Given text ::
· · · ·
Reputation: 961
I'm struggling with performance issue on my of my SQL query
I have a train journey traveling 5 stations named "A - B - C - D - E". A passenger book a ticket for only "B - C - D" ride. I need to retrieve all stations my passengers goes to.
What I have stored :
JOURNEY
+----+--------------------+-------------------+-------------------+-----------------+
| id | departure_datetime | arrival_datetime | departure_station | arrival_station |
+----+--------------------+-------------------+-------------------+-----------------+
| 1 | 2018-01-01 06:00 | 2018-01-01 10:00 | A | E |
+----+--------------------+-------------------+-------------------+-----------------+
BOOKING
+----+------------+-------------------+-----------------+
| id | journey_id | departure_station | arrival_station |
+----+------------+-------------------+-----------------+
| 1 | 1 | B | D |
+----+------------+-------------------+-----------------+
LEG
+----+------------+-------------------+-----------------+------------------+------------------+
| id | journey_id | departure_station | arrival_station | departure_time | arrival_time |
+----+------------+-------------------+-----------------+------------------+------------------+
| 1 | 1 | A | B | 2018-01-01 06:00 | 2018-01-01 07:00 |
| 2 | 1 | B | C | 2018-01-01 07:00 | 2018-01-01 08:00 |
| 3 | 1 | C | D | 2018-01-01 08:00 | 2018-01-01 09:00 |
| 4 | 1 | D | E | 2018-01-01 09:00 | 2018-01-01 10:00 |
+----+------------+-------------------+-----------------+------------------+------------------+
Only way I found to retrieve stations is :
select b.id as booking, l.departure_station, l.arrival_station
from JOURNEY j
inner join BOOKING b on j.id = b.journey_id
inner join LEG dl on (j.id = dl.journey_id and b.departure_station = dl.departure_station)
inner join LEG al on (j.id = al.journey_id and b.arrival_station = al.arrival_station)
inner join LEG l on (j.id = l.journey_id and l.departure_time >= dl.departure_time and l.arrival_time <= al.arrival_time)
where b.id = 1
But my LEG table is huge and doing this 3 joins on is very slow. Is there a way I can join only one time LEG table to increase performance ?
Intended return :
+------------+-------------------+-----------------+
| booking_id | departure_station | arrival_station |
+------------+-------------------+-----------------+
| 1 | B | C |
| 1 | C | D |
+------------+-------------------+-----------------+
I work on mariadb 12.2 so i have access to window function but i'm still not very comfortable with it.
Thanks.
EDIT : create tables :
CREATE TABLE `BOOKING` (
`id` INT(11) NOT NULL,
`journey_id` INT(11) NULL DEFAULT NULL,
`departure_station` VARCHAR(50) NULL DEFAULT NULL,
`arrival_station` VARCHAR(50) NULL DEFAULT NULL,
PRIMARY KEY (`id`)
· · · ·
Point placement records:
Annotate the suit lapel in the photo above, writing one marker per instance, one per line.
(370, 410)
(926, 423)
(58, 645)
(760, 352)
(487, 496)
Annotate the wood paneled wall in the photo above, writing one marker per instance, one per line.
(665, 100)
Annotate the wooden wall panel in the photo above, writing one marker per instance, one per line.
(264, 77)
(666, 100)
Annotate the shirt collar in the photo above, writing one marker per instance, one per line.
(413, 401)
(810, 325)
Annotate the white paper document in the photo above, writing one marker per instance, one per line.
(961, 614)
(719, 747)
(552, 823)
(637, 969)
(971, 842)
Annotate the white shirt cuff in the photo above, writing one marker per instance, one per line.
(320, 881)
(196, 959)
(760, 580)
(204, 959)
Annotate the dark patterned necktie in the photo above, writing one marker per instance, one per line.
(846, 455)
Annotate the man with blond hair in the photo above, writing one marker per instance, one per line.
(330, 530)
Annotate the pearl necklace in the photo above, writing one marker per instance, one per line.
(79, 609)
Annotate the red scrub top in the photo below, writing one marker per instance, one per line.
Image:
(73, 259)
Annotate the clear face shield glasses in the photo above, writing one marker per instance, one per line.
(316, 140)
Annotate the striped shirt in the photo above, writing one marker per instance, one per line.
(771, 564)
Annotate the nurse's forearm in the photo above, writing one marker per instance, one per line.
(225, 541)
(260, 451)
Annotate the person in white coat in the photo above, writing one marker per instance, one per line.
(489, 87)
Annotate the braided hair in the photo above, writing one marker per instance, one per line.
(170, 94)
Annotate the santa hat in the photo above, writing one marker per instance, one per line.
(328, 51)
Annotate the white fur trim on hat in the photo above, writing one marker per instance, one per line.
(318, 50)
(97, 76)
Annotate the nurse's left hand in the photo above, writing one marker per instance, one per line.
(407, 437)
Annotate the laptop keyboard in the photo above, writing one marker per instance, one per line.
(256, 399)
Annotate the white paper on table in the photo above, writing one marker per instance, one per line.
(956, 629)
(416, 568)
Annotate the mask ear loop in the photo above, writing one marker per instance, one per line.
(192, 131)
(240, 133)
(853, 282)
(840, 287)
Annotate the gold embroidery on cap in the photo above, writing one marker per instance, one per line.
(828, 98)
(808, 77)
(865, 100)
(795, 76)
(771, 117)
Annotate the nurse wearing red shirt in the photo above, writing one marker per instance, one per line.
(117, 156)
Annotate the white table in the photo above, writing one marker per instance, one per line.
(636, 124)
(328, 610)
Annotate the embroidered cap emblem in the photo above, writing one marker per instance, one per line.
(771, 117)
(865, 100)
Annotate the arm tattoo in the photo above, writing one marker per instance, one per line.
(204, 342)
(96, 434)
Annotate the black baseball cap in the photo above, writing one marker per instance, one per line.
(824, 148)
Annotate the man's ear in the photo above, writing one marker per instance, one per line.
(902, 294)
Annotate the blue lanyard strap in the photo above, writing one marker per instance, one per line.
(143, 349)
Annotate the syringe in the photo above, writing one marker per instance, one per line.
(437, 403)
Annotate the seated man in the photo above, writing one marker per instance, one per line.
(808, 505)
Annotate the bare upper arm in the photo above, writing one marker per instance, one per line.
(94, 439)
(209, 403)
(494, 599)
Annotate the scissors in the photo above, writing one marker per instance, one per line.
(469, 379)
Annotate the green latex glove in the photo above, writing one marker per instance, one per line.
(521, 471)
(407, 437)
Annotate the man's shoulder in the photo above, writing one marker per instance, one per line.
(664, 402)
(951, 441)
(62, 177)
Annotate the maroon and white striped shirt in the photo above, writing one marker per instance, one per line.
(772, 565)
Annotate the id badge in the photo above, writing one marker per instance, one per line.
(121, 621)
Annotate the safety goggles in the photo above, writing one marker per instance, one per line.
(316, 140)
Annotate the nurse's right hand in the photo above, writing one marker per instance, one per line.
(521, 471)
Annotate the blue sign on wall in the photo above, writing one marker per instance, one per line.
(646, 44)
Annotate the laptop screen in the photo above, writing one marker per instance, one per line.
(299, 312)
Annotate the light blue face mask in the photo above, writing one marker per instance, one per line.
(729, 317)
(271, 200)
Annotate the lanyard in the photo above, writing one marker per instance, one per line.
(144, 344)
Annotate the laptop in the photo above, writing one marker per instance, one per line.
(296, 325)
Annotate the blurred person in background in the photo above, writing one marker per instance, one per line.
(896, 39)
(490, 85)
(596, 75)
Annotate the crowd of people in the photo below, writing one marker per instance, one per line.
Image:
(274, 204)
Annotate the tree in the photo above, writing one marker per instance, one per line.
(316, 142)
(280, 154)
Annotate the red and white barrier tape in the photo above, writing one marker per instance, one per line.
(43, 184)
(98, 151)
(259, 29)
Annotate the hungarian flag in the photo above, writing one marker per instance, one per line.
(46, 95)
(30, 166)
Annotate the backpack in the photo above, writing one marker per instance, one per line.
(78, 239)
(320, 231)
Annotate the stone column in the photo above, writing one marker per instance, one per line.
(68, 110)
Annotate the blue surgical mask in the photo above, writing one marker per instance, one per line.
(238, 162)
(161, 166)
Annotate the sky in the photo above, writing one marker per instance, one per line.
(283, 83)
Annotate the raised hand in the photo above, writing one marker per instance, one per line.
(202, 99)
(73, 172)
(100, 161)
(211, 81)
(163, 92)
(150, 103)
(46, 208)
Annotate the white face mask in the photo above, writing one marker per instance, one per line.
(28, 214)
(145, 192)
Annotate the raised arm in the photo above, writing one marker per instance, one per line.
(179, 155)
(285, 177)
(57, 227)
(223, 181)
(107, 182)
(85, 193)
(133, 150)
· · · ·
Do this :: From the train-booking query post above, return everything from "inner join LEG al" down to "comfortable with it." word for word.

Finished answer ::
inner join LEG al on (j.id = al.journey_id and b.arrival_station = al.arrival_station)
inner join LEG l on (j.id = l.journey_id and l.departure_time >= dl.departure_time and l.arrival_time <= al.arrival_time)
where b.id = 1
But my LEG table is huge and doing this 3 joins on is very slow. Is there a way I can join only one time LEG table to increase performance ?
Intended return :
+------------+-------------------+-----------------+
| booking_id | departure_station | arrival_station |
+------------+-------------------+-----------------+
| 1 | B | C |
| 1 | C | D |
+------------+-------------------+-----------------+
I work on mariadb 12.2 so i have access to window function but i'm still not very comfortable with it.